[Extracted records]
▬▬▬▬▬▬▬▬▬▬

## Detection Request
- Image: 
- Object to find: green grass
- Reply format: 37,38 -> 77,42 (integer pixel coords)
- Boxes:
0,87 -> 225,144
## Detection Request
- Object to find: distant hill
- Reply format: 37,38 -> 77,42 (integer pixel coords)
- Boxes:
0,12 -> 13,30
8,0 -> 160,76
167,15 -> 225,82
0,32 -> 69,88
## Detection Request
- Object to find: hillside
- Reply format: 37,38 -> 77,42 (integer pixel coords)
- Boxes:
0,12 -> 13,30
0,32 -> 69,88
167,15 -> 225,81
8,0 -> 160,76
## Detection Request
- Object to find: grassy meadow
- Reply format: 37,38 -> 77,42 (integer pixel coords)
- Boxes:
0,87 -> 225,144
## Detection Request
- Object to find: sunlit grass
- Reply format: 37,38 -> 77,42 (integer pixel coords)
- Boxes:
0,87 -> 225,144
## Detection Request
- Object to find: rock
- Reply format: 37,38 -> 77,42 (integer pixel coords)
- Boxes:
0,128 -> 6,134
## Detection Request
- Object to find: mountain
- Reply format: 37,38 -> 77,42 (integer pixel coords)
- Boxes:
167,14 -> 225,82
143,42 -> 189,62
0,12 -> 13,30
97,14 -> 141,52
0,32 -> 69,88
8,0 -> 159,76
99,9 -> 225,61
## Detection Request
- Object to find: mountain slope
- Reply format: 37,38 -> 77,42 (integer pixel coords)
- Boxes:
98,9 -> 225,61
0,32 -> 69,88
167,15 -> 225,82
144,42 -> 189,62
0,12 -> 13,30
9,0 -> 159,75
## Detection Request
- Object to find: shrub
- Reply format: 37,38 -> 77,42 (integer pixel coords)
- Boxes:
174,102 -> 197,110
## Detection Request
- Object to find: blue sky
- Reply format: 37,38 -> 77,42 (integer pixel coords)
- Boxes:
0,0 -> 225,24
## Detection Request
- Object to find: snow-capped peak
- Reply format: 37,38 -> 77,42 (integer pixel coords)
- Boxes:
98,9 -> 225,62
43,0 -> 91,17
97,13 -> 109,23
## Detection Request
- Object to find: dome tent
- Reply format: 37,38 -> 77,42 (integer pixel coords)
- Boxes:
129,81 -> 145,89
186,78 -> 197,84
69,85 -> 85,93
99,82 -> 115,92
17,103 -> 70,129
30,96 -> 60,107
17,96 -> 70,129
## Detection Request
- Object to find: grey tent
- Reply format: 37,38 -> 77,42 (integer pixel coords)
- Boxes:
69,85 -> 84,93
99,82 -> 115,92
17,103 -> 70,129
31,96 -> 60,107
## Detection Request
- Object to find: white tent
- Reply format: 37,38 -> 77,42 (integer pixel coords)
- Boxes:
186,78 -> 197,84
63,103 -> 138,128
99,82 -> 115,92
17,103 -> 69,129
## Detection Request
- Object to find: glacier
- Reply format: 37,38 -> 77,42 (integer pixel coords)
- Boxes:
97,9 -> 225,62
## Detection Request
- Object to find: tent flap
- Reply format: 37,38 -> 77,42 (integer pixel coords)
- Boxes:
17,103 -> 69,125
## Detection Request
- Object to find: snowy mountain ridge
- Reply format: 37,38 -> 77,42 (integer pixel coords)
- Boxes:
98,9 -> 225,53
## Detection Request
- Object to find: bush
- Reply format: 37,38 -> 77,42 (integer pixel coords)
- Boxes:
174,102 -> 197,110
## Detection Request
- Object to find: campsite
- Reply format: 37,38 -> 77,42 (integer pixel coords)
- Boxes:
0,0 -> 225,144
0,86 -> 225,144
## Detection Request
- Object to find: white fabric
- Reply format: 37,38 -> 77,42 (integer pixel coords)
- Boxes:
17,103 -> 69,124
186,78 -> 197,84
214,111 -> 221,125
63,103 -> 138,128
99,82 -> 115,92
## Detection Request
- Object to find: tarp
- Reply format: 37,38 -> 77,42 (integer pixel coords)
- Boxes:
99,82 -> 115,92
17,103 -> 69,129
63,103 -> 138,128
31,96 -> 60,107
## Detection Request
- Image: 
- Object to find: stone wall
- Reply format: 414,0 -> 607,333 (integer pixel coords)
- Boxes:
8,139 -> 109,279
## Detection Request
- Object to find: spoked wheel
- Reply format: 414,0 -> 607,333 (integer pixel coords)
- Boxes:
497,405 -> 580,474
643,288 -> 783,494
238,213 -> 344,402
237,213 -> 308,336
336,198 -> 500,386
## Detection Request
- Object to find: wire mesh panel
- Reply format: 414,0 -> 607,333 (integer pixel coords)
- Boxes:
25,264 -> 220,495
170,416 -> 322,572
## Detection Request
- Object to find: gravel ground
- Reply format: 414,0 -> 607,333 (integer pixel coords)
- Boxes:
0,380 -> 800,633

▬▬▬▬▬▬▬▬▬▬

» **BRIEF**
Write out all of the material above line for line, leaving every character unchanged.

» **EXERCISE ANSWER**
## Detection Request
- Image: 
- Object to find: green grass
- Reply format: 37,38 -> 77,42 (integer pixel coords)
- Boxes:
0,87 -> 225,144
## Detection Request
- Object to find: distant hill
- Reply format: 37,38 -> 77,42 (integer pixel coords)
- Boxes:
0,12 -> 13,30
8,0 -> 160,76
167,15 -> 225,82
0,32 -> 69,88
## Detection Request
- Object to find: hillside
- Reply format: 37,38 -> 77,42 (integer pixel coords)
- Boxes:
0,12 -> 13,30
0,32 -> 69,88
167,15 -> 225,81
8,0 -> 160,76
## Detection Request
- Object to find: grassy meadow
- Reply format: 37,38 -> 77,42 (integer pixel coords)
- Boxes:
0,87 -> 225,144
## Detection Request
- Object to find: sunlit grass
- Reply format: 37,38 -> 77,42 (integer pixel coords)
- Boxes:
0,87 -> 225,144
## Detection Request
- Object to find: rock
- Reply format: 37,38 -> 77,42 (integer pixel coords)
- Boxes:
0,128 -> 6,134
## Detection Request
- Object to find: mountain
- Reply format: 37,38 -> 77,42 (integer pixel coords)
- Boxes:
167,14 -> 225,82
143,42 -> 189,62
0,12 -> 13,30
97,14 -> 141,52
0,32 -> 69,88
8,0 -> 159,76
99,9 -> 225,61
## Detection Request
- Object to find: mountain slope
- Reply format: 37,38 -> 77,42 (integer pixel coords)
- Boxes:
98,9 -> 225,61
0,32 -> 69,88
167,15 -> 225,82
144,42 -> 189,62
0,12 -> 13,30
9,0 -> 159,75
## Detection Request
- Object to find: shrub
- Reply format: 37,38 -> 77,42 (integer pixel coords)
- Boxes:
174,102 -> 197,110
## Detection Request
- Object to find: blue sky
- Reply format: 37,38 -> 77,42 (integer pixel coords)
- Boxes:
0,0 -> 225,24
## Detection Request
- Object to find: snow-capped peak
- Reply format: 37,38 -> 77,42 (integer pixel coords)
- Boxes:
98,9 -> 225,62
43,0 -> 91,17
97,13 -> 109,23
## Detection Request
- Object to find: dome tent
- Reply format: 37,38 -> 77,42 (integer pixel coords)
- Boxes:
129,81 -> 145,89
186,78 -> 197,84
69,85 -> 85,93
99,82 -> 115,92
17,103 -> 70,129
30,96 -> 60,107
17,96 -> 70,129
## Detection Request
- Object to find: grey tent
- Reply format: 37,38 -> 77,42 (integer pixel coords)
- Boxes:
69,85 -> 84,93
99,82 -> 115,92
17,103 -> 70,129
31,96 -> 60,107
## Detection Request
- Object to find: white tent
- Reply format: 37,38 -> 77,42 (integer pixel coords)
- Boxes:
186,78 -> 197,84
63,103 -> 138,128
99,82 -> 115,92
17,103 -> 69,129
## Detection Request
- Object to find: glacier
- Reply format: 37,38 -> 77,42 (integer pixel coords)
- Boxes:
97,9 -> 225,62
## Detection Request
- Object to find: tent flap
- Reply format: 37,38 -> 77,42 (integer pixel coords)
- Boxes:
17,103 -> 69,125
## Detection Request
- Object to find: snowy mountain ridge
- Reply format: 37,38 -> 77,42 (integer pixel coords)
- Boxes:
98,9 -> 225,53
## Detection Request
- Object to find: bush
- Reply format: 37,38 -> 77,42 (integer pixel coords)
- Boxes:
174,102 -> 197,110
## Detection Request
- Object to find: campsite
- Reply format: 37,38 -> 77,42 (integer pixel coords)
- Boxes:
0,0 -> 225,144
0,86 -> 225,144
## Detection Request
- Object to find: white fabric
- Reply format: 37,38 -> 77,42 (integer pixel coords)
- Boxes:
17,103 -> 69,124
186,78 -> 197,84
214,111 -> 221,125
63,103 -> 138,128
99,82 -> 115,92
## Detection Request
- Object to find: tarp
- Reply format: 37,38 -> 77,42 (integer pixel coords)
- Boxes:
99,82 -> 115,92
17,103 -> 69,129
63,103 -> 138,128
31,96 -> 60,107
## Detection Request
- Image: 
- Object to find: stone wall
- Reply format: 414,0 -> 607,333 (integer pixel coords)
- Boxes:
8,139 -> 109,279
## Detection Request
- Object to find: spoked wheel
- Reply format: 414,0 -> 607,333 (integer pixel coords)
- Boxes:
497,405 -> 580,474
643,288 -> 783,494
238,213 -> 344,402
237,213 -> 308,336
336,198 -> 500,386
## Detection Request
- Object to find: wire mesh panel
- Reply format: 414,0 -> 607,333 (integer pixel coords)
- Boxes:
25,264 -> 220,495
170,416 -> 322,572
## Detection Request
- Object to find: gravel ground
- Reply format: 414,0 -> 607,333 (integer pixel coords)
- Boxes:
0,380 -> 800,633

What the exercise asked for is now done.